[Object point labels]
━━━━━━━━

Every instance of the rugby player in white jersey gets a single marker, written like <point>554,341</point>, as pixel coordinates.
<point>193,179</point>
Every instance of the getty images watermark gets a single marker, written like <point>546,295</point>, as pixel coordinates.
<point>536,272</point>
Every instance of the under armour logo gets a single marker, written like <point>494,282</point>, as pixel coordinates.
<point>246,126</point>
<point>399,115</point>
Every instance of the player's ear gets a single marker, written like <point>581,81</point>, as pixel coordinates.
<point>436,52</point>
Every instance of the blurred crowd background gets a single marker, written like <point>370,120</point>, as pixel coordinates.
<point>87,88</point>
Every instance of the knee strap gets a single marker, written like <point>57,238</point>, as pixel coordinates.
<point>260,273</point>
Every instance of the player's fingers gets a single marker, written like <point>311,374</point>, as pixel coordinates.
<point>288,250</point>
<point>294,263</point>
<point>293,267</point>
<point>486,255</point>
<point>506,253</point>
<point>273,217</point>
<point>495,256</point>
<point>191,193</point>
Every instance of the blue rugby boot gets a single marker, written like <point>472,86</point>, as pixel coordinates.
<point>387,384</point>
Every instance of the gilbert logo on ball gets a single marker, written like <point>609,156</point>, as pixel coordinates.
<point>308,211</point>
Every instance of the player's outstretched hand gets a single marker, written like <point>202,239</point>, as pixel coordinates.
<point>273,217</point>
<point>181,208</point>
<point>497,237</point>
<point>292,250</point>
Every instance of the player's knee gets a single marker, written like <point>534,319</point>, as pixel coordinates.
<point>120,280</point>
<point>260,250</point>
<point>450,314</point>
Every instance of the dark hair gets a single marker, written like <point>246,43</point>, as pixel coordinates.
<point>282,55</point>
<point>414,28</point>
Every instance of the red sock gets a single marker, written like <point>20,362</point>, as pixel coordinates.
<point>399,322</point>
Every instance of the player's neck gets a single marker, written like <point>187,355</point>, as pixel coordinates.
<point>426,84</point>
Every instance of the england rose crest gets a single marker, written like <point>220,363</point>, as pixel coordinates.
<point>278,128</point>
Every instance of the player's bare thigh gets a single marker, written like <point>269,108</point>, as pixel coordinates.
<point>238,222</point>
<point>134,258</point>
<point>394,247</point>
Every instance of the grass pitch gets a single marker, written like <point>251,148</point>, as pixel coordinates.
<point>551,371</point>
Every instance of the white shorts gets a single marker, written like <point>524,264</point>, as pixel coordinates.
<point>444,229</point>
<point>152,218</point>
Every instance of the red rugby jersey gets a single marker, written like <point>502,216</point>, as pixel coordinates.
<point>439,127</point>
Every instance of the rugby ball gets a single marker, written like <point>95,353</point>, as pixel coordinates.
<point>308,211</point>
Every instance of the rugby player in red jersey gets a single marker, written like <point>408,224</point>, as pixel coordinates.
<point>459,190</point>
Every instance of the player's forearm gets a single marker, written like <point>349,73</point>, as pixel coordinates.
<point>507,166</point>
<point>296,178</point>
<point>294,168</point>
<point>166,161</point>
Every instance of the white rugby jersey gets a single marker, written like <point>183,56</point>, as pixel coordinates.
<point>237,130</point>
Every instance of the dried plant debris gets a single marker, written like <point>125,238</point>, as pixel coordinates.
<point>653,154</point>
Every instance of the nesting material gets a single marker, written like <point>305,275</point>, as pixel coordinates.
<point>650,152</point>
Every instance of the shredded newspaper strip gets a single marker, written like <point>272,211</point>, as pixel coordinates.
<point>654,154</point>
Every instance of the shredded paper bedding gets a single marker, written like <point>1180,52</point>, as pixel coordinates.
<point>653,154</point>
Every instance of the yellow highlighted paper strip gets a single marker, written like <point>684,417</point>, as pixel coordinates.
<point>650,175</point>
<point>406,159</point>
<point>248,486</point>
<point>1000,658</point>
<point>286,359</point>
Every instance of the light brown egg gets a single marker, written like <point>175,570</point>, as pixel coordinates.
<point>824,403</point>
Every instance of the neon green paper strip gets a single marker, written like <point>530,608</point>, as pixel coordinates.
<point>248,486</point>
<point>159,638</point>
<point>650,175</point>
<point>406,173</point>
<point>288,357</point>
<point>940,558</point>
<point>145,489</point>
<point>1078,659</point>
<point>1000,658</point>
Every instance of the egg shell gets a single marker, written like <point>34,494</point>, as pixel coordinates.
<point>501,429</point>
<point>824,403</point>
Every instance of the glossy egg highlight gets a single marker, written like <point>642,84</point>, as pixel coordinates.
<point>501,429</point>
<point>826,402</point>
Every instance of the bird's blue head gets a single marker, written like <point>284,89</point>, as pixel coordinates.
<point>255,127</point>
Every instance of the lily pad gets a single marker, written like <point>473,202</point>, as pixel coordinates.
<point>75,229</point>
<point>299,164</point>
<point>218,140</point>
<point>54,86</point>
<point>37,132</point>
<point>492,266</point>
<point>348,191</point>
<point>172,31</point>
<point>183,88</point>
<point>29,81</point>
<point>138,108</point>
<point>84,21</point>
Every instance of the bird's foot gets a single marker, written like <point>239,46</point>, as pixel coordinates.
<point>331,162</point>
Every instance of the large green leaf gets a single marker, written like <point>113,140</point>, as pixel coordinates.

━━━━━━━━

Exercise goal:
Repeat the entries word for word, from the line containing "Every instance of the under" through the line containing "<point>414,28</point>", both lines included.

Correct response:
Every instance of the under armour logo gets a single marker, written like <point>494,282</point>, as pixel coordinates.
<point>246,126</point>
<point>399,115</point>
Every instance of the player's ear gets a single marker, written like <point>581,81</point>, as pixel coordinates.
<point>436,52</point>
Every instance of the blurred crowd background gets a single marker, written like <point>370,120</point>, as pixel coordinates.
<point>87,88</point>
Every instance of the knee strap gets a single marker, written like <point>57,238</point>, as pixel coordinates.
<point>260,273</point>
Every instance of the player's fingers gets a single marker, written like <point>311,374</point>, as pixel coordinates.
<point>288,250</point>
<point>294,263</point>
<point>293,267</point>
<point>486,255</point>
<point>506,253</point>
<point>273,217</point>
<point>495,256</point>
<point>191,193</point>
Every instance of the blue rugby boot gets a single marker, written like <point>472,86</point>, as pixel coordinates.
<point>387,384</point>
Every instance of the gilbert logo on ball gets a single marker, written like <point>609,156</point>, as pixel coordinates.
<point>308,211</point>
Every instance of the player's outstretched hand gets a single marker, written like <point>202,239</point>, as pixel coordinates.
<point>273,217</point>
<point>181,208</point>
<point>497,237</point>
<point>292,250</point>
Every instance of the player's knee gets a single marker, written like <point>534,319</point>, as pixel coordinates.
<point>120,280</point>
<point>260,250</point>
<point>450,314</point>
Every instance of the dark hair gets a single marker, written like <point>246,43</point>, as pixel coordinates.
<point>282,55</point>
<point>414,28</point>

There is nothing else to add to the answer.